**Directions**
a – In the text on zombie computers, what is a "bot"?
b – Please list each action that the text on zombie computers says law enforcement took or hoped to take against bot networks.

**Text excerpt**
((

A recent BBC news network article titled, "FBI tries to fight zombie hordes" may catch our interest simply out of pure curiosity. However, fans of "Night of the Living Dead" will be disappointed as these "zombies" are not the shambling corpse type. Rather these zombies might very well be sitting on your desk at home or in your dorm room, and you may not even know it, in the form of your computer.
Zombie is the term used to refer to a computer that has been hijacked by a bot network. In this case a "bot" is a computer program used by hackers who take control of your computer. Often this is done very subtly, with countless numbers of computers being used in large "zombie" networks often without the computer's owners even knowing their computer is being used.
As the news report mentioned, "The law enforcement organization (sic) said that part of the operation involved notifying people who owned PCs it knew were part of zombie or bot networks." In this way law enforcement could try to track these networks back to their original source and apprehend the actual hacker who is behind the crimes.

))

**Supplied information**
((

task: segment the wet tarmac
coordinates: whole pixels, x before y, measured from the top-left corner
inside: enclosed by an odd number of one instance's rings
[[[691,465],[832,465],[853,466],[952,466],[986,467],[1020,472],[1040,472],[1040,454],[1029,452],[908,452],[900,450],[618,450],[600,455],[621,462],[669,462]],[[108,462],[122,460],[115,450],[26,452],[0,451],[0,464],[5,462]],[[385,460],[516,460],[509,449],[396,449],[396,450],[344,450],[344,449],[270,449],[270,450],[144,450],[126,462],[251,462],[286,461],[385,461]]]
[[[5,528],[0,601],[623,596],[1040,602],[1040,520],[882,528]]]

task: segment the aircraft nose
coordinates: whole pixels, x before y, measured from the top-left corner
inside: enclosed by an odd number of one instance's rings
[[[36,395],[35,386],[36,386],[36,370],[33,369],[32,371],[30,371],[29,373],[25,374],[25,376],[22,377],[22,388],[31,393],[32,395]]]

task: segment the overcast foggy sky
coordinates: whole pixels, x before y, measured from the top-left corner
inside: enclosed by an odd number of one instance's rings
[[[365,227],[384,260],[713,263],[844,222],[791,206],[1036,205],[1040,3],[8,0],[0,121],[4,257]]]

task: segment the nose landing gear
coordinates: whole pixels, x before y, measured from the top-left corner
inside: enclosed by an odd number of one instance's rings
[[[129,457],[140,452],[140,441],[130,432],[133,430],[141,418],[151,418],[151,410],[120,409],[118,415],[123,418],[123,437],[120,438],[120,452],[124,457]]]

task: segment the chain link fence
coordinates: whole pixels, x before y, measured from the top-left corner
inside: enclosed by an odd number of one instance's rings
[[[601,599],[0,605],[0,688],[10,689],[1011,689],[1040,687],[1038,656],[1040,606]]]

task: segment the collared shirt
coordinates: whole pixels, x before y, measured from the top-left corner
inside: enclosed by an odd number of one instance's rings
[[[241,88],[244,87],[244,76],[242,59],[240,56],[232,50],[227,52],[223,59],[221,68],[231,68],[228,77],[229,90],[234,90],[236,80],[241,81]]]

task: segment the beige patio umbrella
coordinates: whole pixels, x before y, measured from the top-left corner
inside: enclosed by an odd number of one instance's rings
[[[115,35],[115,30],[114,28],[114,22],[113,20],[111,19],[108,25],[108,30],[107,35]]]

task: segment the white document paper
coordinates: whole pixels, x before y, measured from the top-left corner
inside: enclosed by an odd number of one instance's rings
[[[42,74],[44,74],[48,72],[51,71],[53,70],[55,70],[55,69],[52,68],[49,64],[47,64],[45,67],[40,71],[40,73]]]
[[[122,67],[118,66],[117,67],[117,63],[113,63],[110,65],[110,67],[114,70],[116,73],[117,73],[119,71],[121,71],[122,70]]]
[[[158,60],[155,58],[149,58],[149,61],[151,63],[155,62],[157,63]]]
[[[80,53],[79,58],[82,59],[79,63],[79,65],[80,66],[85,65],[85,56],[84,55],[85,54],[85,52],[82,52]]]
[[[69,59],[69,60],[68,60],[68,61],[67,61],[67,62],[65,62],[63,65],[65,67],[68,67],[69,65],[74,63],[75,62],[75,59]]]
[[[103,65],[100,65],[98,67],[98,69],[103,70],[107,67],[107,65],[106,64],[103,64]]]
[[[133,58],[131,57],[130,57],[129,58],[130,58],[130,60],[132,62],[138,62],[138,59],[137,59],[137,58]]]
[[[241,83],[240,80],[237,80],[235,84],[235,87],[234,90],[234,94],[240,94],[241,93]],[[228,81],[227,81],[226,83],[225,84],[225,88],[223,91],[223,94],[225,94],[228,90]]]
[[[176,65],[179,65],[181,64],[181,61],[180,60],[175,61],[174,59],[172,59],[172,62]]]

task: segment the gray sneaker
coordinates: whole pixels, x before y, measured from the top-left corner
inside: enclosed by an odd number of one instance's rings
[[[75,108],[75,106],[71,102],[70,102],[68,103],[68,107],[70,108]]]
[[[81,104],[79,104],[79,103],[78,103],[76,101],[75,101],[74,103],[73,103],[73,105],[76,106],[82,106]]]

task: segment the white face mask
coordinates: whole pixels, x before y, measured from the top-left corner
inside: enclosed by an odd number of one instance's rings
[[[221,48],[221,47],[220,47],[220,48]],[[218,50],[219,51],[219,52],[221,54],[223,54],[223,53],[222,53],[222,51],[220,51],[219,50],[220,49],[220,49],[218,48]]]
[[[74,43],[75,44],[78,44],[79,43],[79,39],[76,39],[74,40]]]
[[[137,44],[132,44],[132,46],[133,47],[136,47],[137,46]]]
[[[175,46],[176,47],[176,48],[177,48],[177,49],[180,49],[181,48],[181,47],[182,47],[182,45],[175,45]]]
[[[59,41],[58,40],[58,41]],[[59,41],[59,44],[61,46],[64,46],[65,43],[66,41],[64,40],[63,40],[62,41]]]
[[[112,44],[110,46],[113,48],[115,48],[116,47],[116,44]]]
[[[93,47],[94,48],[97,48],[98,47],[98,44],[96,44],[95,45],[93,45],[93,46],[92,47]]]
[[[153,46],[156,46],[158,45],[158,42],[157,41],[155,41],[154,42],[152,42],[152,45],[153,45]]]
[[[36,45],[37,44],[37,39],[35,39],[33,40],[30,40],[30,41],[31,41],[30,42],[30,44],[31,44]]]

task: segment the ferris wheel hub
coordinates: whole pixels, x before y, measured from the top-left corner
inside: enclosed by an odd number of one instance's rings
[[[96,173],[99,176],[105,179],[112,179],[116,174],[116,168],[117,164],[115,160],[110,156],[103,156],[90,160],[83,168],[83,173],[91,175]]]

))

**Exercise answers**
a – A computer program used by hackers who take control of your computer.

b –
- Notifying people who owned PCs it knew were part of zombie or bot networks
- Tracking these networks back to their original source
- Apprehending the actual hacker behind the crimes